• EXERCISE
In the wood treatment methods below, what sandpaper and weight were used in the sandpaper-wearing test?

• EXTRACT
____________________

Preparation of IEMA wood
25 g of IEMA was dissolved in 500 mL of DMSO, 0.25 g of DBTL was added as a catalyst, and stirred vigorously to make a homogeneous mixture. The wood blocks were submerged in the above solution and vacuum impregnated for 30 min, and then placed in the atmosphere for 2 h. The whole system of wood and solution was placed in a three-necked flask, passed through nitrogen for 10 min, and then the reaction was continuously stirred at 85 °C for 4 h. The wood blocks were cleaned with DMSO and dried in an oven at 60 °C. The prepared wood samples were labeled as IEMA wood.
Preparation of superhydrophobic wood
8 g of DVB was dissolved in 70 mL of ethyl acetate, 0.4 g of AIBN was added, and ultrasonicated in an ice bath for 30 min. The IEMA wood and original wood blocks were immersed in the solution, respectively, and vacuum-impregnated for 30 min, then placed in the atmosphere for 2 h. The whole system was transferred to a hydrothermal reactor and reacted at 100 °C for 24 h. The wood blocks were washed with ethyl acetate for 3 times and dried in an oven at 45 °C to obtain the superhydrophobic wood. Superhydrophobic wood prepared by hydrothermal treatment using original wood is labeled as PDVB wood and using IEMA wood is labeled as IEMA–PDVB wood.
Characterization
The microstructures of wood samples were characterized using a scanning electron microscope (SEM, SU8010, Hitachi). The chemical components of wood samples were performed by a Fourier transform infrared (FTIR, Nicolet iS50) spectrometer with attenuated total reflection (ATR) mode. The water contact angles (CAs) and rolling angles (RAs) on wood samples were measured with a contact angle system, OCA20 (Dataphysics, Germany). The thermal degradation behaviors of the wood samples were conducted using a TGA55 thermogravimetric analyzer at a constant heating rate of 10 °C min−1 from 30 to 600 °C under a nitrogen atmosphere.
Abrasion resistance test: the abrasion resistance was characterized using tests of sandpaper wearing, sawing, and water jet washing. For the sandpaper-wearing test, the superhydrophobic wood was abraded with sandpaper (100 mesh) under the weight of 500 g. The abrasion was performed 100 times with an abrading distance of approximately 20 cm. For the sawing test, a hacksaw blade was used to repeatedly saw the superhydrophobic wood to expose a new surface. For the water jet washing test, the superhydrophobic wood was placed under a faucet and washed for 10 min. The variations of CAs after mechanical abrasion were measured.

____________________

• DATA ROWS
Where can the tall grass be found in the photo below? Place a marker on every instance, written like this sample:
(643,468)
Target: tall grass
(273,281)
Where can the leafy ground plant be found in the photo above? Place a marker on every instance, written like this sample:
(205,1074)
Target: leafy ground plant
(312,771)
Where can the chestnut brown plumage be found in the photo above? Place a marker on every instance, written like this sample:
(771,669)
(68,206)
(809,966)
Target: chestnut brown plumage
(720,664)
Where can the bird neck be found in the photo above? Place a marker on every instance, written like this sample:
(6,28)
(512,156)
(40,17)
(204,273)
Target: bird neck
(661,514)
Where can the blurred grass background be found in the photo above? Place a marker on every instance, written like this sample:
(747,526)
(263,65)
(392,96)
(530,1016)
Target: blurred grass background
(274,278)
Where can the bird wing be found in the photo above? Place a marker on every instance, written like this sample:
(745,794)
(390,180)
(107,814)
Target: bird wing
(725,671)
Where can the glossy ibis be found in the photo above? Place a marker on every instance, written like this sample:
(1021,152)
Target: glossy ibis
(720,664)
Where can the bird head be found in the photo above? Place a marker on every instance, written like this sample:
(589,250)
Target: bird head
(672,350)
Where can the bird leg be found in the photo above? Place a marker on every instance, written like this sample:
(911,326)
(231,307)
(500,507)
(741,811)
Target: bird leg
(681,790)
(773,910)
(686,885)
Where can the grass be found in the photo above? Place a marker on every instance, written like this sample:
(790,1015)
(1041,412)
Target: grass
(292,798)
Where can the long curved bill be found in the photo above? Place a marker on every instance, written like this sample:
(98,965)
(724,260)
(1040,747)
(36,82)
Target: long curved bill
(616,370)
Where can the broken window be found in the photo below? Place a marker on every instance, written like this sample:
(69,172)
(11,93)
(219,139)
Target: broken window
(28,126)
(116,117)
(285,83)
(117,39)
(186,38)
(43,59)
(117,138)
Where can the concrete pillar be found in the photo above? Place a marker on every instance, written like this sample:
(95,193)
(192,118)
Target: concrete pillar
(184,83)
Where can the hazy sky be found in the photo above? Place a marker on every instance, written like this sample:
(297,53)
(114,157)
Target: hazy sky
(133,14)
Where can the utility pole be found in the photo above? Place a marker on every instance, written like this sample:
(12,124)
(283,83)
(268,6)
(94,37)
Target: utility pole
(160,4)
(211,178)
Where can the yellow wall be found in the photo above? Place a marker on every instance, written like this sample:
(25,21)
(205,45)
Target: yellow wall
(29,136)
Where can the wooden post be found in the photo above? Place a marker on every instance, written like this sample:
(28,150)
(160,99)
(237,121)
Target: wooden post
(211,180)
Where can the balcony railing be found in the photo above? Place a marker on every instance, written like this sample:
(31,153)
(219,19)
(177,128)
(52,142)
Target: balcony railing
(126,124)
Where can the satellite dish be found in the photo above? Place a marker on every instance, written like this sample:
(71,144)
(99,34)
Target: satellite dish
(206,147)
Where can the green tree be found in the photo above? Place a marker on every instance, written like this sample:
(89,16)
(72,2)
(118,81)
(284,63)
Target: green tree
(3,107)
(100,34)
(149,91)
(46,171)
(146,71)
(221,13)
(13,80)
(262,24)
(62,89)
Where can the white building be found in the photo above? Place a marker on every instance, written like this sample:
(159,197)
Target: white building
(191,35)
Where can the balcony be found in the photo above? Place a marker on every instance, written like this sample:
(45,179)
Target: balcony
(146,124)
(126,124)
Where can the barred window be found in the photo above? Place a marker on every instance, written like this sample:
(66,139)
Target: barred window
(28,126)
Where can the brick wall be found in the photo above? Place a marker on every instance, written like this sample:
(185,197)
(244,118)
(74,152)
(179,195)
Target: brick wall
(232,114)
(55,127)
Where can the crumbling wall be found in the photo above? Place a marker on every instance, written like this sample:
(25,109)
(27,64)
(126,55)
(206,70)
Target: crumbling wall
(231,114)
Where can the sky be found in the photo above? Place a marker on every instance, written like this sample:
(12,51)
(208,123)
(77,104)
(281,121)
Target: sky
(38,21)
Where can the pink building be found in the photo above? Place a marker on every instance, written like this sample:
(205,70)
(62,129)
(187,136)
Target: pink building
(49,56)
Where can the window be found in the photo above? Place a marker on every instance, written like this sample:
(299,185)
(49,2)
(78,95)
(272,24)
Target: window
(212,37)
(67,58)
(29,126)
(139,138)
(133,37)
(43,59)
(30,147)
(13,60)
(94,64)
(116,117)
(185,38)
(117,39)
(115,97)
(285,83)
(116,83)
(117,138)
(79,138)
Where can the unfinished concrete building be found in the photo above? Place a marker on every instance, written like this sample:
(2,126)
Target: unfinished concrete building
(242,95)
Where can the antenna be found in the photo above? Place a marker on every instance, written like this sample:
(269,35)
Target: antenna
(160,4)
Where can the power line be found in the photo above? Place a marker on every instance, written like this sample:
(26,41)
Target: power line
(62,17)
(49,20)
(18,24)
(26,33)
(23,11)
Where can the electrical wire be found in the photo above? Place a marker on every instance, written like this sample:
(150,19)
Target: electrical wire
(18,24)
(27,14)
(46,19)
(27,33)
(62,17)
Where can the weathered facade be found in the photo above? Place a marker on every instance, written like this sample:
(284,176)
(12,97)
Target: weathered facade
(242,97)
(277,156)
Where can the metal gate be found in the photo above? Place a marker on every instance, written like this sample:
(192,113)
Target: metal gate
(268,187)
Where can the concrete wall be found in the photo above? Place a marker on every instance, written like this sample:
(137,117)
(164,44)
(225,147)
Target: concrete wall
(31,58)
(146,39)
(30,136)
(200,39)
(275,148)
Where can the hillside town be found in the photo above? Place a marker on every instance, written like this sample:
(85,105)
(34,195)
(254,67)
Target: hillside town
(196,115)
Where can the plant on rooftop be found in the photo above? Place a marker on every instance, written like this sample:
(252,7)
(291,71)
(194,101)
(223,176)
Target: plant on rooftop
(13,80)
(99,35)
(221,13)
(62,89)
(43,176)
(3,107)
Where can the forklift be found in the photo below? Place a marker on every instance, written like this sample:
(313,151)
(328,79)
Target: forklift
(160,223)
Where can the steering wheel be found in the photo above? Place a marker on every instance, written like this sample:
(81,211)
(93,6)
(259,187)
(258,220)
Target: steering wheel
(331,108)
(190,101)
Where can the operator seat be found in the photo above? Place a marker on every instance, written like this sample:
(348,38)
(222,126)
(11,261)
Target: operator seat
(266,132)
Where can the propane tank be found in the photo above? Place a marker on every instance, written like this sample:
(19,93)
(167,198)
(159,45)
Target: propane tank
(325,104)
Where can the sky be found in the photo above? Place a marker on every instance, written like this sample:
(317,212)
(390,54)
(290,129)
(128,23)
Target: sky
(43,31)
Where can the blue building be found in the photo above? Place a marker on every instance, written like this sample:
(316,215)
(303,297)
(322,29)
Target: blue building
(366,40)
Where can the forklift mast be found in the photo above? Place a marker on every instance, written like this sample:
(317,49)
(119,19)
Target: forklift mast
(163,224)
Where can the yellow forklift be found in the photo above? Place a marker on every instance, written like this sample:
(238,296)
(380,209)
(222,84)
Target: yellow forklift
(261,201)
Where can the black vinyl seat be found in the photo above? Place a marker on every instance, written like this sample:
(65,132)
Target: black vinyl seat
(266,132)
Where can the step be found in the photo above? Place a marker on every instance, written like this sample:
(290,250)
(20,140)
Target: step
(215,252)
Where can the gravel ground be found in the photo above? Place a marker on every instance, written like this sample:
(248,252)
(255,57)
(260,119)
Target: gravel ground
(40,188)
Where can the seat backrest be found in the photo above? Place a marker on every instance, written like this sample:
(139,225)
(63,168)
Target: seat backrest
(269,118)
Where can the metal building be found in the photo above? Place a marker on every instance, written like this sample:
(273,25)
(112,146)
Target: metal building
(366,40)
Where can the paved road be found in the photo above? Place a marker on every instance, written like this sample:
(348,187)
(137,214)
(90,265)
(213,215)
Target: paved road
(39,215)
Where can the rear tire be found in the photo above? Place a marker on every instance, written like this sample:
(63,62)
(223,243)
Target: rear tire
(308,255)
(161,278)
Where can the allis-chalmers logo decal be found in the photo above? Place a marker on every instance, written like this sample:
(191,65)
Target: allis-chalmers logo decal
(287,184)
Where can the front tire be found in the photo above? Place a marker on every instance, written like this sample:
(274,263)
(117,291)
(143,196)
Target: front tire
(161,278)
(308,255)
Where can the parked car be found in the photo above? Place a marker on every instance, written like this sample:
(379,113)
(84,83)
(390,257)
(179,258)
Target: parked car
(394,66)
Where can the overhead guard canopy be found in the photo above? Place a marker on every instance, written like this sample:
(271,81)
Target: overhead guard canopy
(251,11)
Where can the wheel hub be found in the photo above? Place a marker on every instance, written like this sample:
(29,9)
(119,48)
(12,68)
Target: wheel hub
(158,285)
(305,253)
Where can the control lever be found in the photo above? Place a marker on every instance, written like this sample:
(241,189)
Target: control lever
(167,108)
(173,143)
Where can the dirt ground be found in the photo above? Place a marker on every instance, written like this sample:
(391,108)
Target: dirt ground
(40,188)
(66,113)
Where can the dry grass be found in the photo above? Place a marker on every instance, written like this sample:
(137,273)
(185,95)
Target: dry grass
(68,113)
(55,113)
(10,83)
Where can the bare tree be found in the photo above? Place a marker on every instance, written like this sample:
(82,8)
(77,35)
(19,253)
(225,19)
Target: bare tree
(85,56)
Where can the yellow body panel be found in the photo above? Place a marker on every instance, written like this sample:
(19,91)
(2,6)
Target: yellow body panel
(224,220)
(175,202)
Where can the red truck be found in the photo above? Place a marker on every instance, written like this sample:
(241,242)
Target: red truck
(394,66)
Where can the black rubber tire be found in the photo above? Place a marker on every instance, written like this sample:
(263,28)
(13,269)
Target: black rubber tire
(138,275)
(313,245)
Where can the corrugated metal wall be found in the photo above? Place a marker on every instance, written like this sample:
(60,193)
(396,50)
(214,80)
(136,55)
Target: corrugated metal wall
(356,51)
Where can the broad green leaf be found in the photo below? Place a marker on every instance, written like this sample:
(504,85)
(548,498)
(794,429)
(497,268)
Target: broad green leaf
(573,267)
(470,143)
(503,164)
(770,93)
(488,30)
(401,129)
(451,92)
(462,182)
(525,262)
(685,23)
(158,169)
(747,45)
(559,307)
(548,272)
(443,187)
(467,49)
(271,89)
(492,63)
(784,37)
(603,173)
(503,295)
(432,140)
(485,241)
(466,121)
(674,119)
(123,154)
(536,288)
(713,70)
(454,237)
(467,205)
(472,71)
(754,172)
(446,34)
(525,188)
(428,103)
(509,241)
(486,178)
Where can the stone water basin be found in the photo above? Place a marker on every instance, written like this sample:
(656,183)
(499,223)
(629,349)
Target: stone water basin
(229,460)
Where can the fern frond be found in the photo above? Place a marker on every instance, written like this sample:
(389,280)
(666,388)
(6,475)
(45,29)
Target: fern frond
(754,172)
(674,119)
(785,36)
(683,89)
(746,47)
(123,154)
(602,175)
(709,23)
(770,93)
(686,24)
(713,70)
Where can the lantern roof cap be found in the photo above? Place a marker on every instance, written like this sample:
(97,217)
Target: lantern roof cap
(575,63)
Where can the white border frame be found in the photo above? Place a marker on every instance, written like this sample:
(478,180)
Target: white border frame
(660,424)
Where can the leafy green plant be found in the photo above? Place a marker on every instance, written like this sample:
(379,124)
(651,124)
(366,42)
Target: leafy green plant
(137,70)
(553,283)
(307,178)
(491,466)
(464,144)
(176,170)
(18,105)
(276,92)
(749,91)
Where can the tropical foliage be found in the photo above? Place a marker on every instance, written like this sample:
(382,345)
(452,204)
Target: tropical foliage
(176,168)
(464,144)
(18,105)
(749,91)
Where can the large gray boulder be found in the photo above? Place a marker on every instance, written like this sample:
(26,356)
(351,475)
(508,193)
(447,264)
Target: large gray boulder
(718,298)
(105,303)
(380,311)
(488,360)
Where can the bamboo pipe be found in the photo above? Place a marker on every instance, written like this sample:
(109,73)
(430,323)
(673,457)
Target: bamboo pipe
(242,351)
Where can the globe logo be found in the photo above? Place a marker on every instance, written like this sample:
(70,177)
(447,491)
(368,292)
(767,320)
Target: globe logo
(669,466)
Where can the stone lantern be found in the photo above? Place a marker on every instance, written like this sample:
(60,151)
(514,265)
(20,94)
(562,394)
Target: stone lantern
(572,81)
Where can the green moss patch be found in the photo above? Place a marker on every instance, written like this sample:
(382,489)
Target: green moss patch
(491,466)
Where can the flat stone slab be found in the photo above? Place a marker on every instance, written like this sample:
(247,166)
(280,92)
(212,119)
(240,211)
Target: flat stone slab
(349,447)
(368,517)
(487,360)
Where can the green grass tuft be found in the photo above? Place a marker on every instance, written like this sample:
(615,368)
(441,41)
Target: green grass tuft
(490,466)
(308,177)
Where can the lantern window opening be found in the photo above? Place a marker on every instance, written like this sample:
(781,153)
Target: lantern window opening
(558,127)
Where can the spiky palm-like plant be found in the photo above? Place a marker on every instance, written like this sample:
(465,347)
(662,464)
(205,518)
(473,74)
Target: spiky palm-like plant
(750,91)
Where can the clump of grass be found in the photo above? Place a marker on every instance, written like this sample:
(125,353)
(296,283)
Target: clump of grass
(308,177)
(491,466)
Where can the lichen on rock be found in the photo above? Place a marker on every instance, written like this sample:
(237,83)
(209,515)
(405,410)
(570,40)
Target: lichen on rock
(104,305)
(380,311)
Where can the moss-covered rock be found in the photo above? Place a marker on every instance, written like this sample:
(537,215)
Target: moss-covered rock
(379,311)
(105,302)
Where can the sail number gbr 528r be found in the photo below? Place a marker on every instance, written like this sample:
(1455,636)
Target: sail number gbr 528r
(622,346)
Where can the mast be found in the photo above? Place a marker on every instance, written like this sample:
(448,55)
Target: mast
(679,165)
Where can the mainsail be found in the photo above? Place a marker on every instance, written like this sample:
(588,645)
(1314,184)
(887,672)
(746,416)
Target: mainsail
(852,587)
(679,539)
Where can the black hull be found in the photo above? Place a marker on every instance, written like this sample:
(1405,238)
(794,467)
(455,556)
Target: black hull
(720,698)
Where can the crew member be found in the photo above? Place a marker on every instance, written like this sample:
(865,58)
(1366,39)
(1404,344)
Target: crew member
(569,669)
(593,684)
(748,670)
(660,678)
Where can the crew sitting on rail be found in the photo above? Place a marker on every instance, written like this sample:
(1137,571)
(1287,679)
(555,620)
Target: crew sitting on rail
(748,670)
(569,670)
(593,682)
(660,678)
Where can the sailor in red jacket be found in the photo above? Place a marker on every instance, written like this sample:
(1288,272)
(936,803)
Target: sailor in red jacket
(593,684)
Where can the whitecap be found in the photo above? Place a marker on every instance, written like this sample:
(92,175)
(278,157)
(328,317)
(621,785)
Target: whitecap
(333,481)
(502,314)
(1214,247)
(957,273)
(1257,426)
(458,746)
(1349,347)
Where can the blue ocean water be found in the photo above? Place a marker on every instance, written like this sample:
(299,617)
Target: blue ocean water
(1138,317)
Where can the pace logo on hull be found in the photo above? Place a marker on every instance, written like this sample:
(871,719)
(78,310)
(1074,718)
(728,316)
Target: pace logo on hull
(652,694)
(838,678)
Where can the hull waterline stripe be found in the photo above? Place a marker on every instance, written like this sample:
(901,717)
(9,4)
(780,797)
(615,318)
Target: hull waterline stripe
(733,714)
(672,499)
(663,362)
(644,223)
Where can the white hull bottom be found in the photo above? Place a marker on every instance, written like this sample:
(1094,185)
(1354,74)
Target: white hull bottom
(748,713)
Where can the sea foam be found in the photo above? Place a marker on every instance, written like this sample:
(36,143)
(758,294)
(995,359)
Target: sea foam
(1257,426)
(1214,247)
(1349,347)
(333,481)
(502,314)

____________________

• EXPECTED ANSWER
100-mesh sandpaper under a 500 g weight.